▶ Text excerpt
By my estimates, there are over 1,500 days of homework standing between my son and high school graduation. That is a lot for a kid who would generally prefer to be doing anything other than sitting down for spelling practice.
The truth is that I don't want homework to be a battle (1,500 days is also a lot of days for fighting about math problems), so I'm always on the hunt for creative ways to inspire my son to get his homework done.
I'm definitely going to be trying some of these methods soon -- his first-ever book report is coming soon!

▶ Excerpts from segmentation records
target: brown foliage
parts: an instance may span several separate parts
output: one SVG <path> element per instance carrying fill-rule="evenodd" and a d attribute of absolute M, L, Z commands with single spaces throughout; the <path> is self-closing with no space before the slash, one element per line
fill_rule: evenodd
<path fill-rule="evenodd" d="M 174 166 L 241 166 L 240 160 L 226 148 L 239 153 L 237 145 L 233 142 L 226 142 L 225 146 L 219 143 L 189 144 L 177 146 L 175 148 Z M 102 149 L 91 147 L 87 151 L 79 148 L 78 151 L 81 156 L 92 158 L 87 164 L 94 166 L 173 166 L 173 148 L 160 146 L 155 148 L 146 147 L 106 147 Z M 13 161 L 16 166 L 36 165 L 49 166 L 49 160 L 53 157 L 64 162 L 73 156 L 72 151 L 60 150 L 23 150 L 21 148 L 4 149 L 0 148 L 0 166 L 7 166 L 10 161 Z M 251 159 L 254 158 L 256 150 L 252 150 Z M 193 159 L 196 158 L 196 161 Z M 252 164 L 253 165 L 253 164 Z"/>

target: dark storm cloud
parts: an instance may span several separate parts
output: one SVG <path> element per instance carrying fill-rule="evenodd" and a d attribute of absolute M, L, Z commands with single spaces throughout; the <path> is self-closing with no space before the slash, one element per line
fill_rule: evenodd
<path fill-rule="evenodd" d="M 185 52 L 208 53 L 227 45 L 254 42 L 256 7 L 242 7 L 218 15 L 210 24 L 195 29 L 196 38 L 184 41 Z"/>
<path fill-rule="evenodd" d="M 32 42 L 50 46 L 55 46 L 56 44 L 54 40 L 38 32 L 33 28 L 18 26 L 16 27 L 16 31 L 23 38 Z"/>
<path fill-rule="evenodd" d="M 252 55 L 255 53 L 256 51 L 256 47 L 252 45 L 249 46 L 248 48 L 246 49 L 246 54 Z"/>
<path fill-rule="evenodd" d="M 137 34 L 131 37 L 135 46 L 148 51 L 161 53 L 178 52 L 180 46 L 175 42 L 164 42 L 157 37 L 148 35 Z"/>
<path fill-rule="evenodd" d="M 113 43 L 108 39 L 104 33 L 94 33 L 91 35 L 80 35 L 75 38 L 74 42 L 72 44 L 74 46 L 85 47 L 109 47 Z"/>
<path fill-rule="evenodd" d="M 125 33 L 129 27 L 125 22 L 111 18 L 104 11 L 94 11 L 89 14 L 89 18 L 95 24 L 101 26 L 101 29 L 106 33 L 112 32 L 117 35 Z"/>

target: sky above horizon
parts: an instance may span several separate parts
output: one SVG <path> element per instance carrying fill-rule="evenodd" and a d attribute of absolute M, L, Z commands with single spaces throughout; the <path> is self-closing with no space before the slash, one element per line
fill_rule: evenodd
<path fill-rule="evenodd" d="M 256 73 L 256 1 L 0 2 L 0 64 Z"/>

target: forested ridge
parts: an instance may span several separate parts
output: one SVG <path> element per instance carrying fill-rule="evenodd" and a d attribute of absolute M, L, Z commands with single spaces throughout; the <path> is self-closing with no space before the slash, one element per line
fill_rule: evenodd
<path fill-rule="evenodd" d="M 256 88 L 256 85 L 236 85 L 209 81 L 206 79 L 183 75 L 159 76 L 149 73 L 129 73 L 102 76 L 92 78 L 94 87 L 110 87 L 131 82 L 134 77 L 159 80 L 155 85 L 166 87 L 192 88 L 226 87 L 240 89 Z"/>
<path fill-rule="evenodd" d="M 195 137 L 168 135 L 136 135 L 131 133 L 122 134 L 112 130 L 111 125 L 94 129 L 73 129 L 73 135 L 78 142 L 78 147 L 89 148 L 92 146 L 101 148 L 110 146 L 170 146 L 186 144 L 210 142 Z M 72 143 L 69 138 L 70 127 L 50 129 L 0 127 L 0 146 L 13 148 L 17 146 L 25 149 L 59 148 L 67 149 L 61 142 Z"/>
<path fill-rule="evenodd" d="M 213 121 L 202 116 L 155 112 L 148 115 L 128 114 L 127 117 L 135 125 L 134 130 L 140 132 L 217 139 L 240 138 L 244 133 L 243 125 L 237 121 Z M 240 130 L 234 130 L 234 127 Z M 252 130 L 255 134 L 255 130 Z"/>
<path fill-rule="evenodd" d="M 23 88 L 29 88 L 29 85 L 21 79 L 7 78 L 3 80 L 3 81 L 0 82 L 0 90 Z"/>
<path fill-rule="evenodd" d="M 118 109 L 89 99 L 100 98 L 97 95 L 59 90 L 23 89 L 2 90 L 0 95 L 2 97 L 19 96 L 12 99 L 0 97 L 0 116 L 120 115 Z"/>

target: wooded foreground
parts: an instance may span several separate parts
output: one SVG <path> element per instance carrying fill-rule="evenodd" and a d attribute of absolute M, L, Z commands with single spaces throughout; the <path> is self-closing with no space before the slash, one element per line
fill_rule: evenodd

▶ To be done
a) Extract the stretch of the homework passage from "By my estimates, there" through "is coming soon!".
b) According to the homework passage, how many days of homework stand between the son and high school graduation?
c) For each statement, say whether it agrees with the homework passage, and quote the words that decide it: (i) The son would generally rather do spelling practice than other activities. (ii) The author does not want homework to be a battle. (iii) The son's first-ever book report is coming soon.
The rows above are separate material and are not part of the homework passage.

▶ Task-by-task answers
a)
By my estimates, there are over 1,500 days of homework standing between my son and high school graduation. That is a lot for a kid who would generally prefer to be doing anything other than sitting down for spelling practice.
The truth is that I don't want homework to be a battle (1,500 days is also a lot of days for fighting about math problems), so I'm always on the hunt for creative ways to inspire my son to get his homework done.
I'm definitely going to be trying some of these methods soon -- his first-ever book report is coming soon!

b) Over 1,500 days.

c)
(i) No: "a kid who would generally prefer to be doing anything other than sitting down for spelling practice"
(ii) Yes: "I don't want homework to be a battle"
(iii) Yes: "his first-ever book report is coming soon!"